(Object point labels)
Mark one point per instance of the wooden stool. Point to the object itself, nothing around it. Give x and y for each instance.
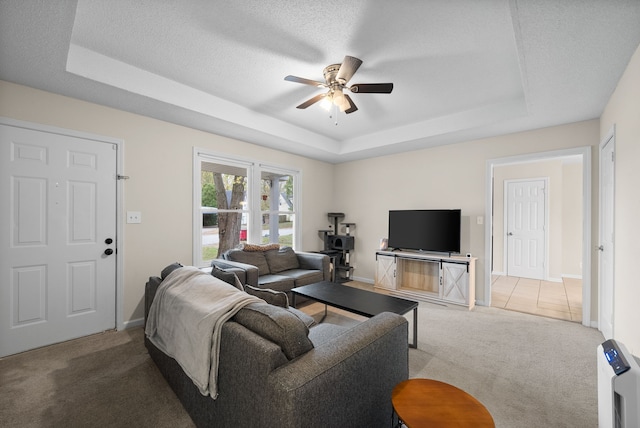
(430, 403)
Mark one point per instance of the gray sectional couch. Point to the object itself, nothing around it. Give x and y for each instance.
(279, 369)
(276, 268)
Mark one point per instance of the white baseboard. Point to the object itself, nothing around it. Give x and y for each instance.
(360, 279)
(139, 322)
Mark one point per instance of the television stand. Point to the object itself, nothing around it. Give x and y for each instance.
(431, 277)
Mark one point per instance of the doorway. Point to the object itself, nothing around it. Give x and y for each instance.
(525, 226)
(495, 244)
(59, 219)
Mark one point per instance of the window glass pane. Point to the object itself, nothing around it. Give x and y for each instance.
(283, 229)
(277, 207)
(224, 208)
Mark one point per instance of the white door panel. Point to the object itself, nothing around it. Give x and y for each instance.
(58, 209)
(526, 228)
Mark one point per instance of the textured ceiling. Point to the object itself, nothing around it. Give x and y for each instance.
(461, 69)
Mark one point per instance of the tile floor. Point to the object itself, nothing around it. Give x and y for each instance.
(562, 300)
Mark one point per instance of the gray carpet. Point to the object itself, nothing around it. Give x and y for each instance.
(528, 371)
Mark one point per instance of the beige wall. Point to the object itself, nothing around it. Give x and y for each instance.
(449, 176)
(158, 158)
(564, 213)
(572, 218)
(623, 111)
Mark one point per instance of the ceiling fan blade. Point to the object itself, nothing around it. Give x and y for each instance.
(352, 105)
(305, 81)
(311, 101)
(348, 68)
(372, 88)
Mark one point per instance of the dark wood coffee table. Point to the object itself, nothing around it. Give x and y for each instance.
(361, 302)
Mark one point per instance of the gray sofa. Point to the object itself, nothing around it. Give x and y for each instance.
(278, 269)
(295, 376)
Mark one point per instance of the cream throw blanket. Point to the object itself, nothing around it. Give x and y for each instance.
(185, 322)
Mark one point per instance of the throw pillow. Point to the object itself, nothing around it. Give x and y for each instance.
(166, 271)
(273, 297)
(228, 277)
(251, 258)
(256, 247)
(277, 325)
(281, 260)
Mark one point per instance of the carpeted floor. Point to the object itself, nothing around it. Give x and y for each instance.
(528, 371)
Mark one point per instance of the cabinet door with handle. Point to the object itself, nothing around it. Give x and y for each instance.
(386, 272)
(455, 282)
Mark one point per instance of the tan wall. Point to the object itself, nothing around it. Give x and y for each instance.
(564, 213)
(572, 218)
(449, 176)
(623, 111)
(158, 158)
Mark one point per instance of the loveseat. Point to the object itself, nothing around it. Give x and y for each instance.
(300, 374)
(269, 266)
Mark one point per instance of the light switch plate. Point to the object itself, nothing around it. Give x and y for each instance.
(134, 217)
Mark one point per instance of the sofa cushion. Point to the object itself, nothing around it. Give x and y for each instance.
(273, 297)
(260, 247)
(306, 319)
(276, 282)
(282, 259)
(277, 325)
(255, 258)
(303, 276)
(228, 277)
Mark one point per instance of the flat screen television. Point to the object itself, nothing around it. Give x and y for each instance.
(435, 231)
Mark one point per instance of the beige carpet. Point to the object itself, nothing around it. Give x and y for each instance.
(528, 371)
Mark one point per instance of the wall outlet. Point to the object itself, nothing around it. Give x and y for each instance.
(134, 217)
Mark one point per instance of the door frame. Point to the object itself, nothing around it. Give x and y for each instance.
(505, 223)
(119, 304)
(585, 153)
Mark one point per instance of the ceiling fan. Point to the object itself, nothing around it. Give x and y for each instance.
(336, 77)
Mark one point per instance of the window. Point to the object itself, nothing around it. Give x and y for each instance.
(238, 201)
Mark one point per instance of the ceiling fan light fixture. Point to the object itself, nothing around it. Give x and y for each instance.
(340, 100)
(326, 102)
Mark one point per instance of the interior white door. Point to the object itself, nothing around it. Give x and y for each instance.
(525, 229)
(606, 247)
(58, 237)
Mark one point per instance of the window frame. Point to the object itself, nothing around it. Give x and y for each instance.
(254, 170)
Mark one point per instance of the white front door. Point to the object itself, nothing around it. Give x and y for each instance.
(525, 228)
(58, 237)
(606, 247)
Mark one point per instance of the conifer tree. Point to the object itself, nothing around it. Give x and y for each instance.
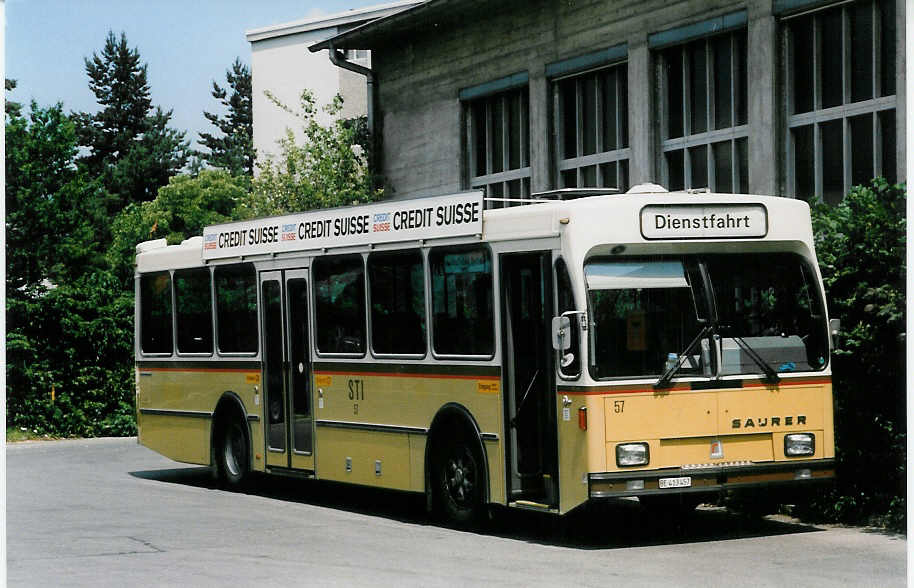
(234, 150)
(130, 146)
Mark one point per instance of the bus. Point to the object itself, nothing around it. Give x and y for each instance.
(537, 354)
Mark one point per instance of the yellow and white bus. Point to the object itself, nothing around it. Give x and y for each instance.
(539, 356)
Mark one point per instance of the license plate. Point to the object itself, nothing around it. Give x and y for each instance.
(683, 482)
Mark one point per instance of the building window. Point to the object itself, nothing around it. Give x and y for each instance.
(463, 316)
(498, 144)
(840, 98)
(155, 313)
(339, 304)
(236, 308)
(360, 56)
(592, 129)
(703, 114)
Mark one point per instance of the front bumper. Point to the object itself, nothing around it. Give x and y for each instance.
(710, 478)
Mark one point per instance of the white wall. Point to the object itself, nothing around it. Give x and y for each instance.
(284, 66)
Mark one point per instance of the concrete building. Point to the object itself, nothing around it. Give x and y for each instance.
(282, 65)
(798, 98)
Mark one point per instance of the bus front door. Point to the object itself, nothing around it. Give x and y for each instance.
(528, 373)
(287, 369)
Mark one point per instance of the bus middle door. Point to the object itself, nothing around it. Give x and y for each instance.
(287, 369)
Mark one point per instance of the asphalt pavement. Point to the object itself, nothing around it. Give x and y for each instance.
(108, 512)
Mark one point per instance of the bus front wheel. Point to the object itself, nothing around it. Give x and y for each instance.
(458, 480)
(233, 453)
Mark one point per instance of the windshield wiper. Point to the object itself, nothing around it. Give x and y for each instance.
(667, 377)
(770, 375)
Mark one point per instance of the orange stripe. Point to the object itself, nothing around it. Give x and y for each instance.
(597, 390)
(630, 389)
(203, 370)
(398, 375)
(790, 382)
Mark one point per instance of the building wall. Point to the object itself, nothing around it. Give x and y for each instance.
(423, 121)
(284, 66)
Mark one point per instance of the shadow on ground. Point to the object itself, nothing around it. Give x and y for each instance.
(604, 525)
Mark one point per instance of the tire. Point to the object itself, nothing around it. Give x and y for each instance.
(458, 479)
(233, 453)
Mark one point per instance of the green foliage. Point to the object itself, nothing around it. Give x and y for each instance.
(329, 169)
(234, 150)
(53, 210)
(860, 245)
(180, 211)
(130, 146)
(73, 340)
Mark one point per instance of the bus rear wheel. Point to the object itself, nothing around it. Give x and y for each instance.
(233, 454)
(458, 482)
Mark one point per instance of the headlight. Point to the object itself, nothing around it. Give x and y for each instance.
(632, 454)
(798, 444)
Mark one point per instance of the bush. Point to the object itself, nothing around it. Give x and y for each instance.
(860, 245)
(70, 358)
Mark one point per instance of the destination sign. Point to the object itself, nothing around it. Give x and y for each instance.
(704, 221)
(384, 222)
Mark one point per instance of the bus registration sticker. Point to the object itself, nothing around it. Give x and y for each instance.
(682, 482)
(483, 387)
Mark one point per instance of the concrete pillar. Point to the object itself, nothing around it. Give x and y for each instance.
(762, 106)
(641, 134)
(540, 131)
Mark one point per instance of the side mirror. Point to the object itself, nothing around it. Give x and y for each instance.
(834, 329)
(561, 339)
(706, 358)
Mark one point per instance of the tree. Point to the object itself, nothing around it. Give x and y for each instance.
(860, 244)
(130, 146)
(53, 211)
(181, 210)
(59, 297)
(330, 167)
(11, 108)
(234, 150)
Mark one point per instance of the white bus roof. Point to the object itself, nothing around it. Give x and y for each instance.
(645, 219)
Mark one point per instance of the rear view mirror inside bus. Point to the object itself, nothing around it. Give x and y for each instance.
(561, 334)
(834, 329)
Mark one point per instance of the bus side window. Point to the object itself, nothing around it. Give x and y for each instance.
(194, 311)
(396, 282)
(236, 308)
(155, 313)
(464, 320)
(339, 304)
(566, 303)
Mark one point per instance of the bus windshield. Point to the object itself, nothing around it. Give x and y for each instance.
(771, 301)
(641, 312)
(645, 313)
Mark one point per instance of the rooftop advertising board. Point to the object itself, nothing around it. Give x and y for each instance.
(384, 222)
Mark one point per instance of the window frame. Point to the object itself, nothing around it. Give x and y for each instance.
(423, 256)
(431, 304)
(599, 157)
(819, 116)
(141, 307)
(501, 91)
(216, 342)
(365, 308)
(737, 134)
(212, 313)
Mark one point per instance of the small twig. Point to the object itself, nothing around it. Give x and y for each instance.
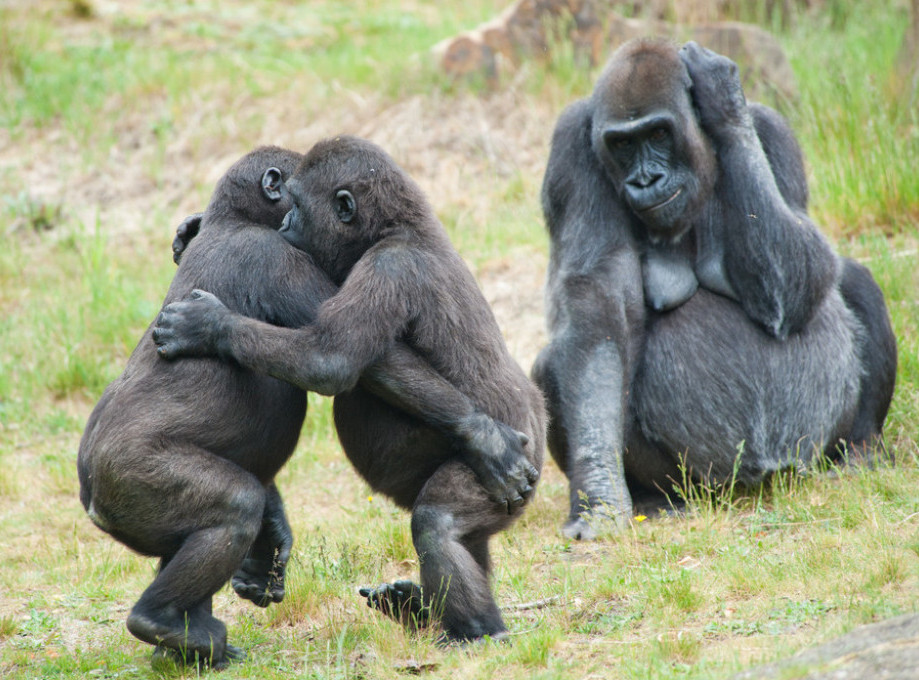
(535, 604)
(798, 524)
(893, 256)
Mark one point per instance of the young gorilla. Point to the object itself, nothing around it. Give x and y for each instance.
(368, 225)
(178, 459)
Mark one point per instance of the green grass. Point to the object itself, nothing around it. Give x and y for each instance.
(119, 124)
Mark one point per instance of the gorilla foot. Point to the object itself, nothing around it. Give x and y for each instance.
(165, 659)
(591, 524)
(259, 581)
(445, 640)
(401, 600)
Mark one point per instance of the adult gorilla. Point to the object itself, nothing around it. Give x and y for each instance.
(696, 314)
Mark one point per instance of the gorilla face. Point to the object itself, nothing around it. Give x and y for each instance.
(648, 139)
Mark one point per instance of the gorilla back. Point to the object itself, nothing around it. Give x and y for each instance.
(177, 460)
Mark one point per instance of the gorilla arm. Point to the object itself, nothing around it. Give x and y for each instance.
(354, 338)
(595, 317)
(775, 262)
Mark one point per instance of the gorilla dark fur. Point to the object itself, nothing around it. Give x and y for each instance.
(368, 225)
(694, 309)
(178, 459)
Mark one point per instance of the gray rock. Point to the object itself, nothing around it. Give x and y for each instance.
(888, 650)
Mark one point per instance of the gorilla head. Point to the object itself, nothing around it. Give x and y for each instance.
(347, 194)
(647, 137)
(236, 197)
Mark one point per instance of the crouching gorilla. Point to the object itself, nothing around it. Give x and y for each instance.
(695, 311)
(178, 458)
(369, 227)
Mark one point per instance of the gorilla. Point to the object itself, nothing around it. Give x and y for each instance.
(698, 320)
(369, 227)
(178, 458)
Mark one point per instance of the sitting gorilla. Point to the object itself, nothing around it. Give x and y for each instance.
(696, 314)
(178, 459)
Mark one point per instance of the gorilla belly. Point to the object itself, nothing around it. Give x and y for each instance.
(711, 385)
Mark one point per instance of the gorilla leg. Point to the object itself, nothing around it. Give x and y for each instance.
(205, 525)
(877, 348)
(260, 578)
(452, 517)
(452, 521)
(585, 422)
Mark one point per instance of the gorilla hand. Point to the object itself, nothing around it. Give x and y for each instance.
(716, 90)
(192, 327)
(185, 232)
(495, 453)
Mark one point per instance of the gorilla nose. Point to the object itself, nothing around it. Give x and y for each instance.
(645, 180)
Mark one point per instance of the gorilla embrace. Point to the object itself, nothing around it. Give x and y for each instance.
(178, 459)
(461, 445)
(698, 319)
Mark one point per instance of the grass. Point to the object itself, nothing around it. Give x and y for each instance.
(116, 125)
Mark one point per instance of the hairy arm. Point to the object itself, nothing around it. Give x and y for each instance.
(776, 261)
(353, 337)
(595, 317)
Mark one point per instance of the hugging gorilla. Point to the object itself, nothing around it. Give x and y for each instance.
(178, 458)
(696, 314)
(368, 226)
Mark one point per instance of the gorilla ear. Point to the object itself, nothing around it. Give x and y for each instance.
(345, 205)
(272, 181)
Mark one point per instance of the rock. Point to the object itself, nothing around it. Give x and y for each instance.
(530, 29)
(888, 650)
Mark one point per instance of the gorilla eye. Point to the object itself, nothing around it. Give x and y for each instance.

◆ **Set task**: Reproduce verbatim the part of the material above that begins with the line containing "Mark one point per instance of the gorilla belly." and continues through the end of the material.

◆ **Written reply**:
Mark one point per instance of the gorilla belly. Point to the object itself, nothing around it. Give x and y for each instance.
(711, 385)
Mark one point per instance of the gorilla leg. Point to the object itself, nothing around it. Give x and y for each instance.
(205, 525)
(877, 348)
(260, 578)
(452, 517)
(452, 521)
(585, 422)
Mark one point per instance of the gorilla hand. Point to the object itself, nothing around it. Give x and y for each instance.
(716, 90)
(192, 327)
(185, 232)
(495, 453)
Mark one point per instance of the gorilla nose. Point to the object itself, nothing around it. Give x and y for each instance.
(645, 180)
Mark one point per instance of the gorilla embrace. Point to the object itself, nothing around it. Give x and y for each instance.
(178, 459)
(461, 445)
(698, 319)
Mark one point per instance of the grass. Point to the object itself, nothing around it. Give x and y for each instance.
(116, 125)
Mark one point per instance of the hairy arm. Point to the object itself, nothing around it. Give x and y for each instance.
(776, 261)
(353, 337)
(595, 317)
Mark one point per instance of the hugging gorilla. Point to the object itself, nothing around it. Give x and y for each instance.
(178, 458)
(696, 314)
(368, 226)
Mark one point per instance of the gorilla ear. Point to the object itself, nothing around it. Give x and y for each instance.
(345, 205)
(272, 181)
Mark one point per instance of the rock. Point to the object itself, nothing around it. Give x and y for each instance.
(530, 29)
(888, 650)
Mark one point per instance of the gorilla eye. Point to the object itself, nothing around it. Give x and y for each instance.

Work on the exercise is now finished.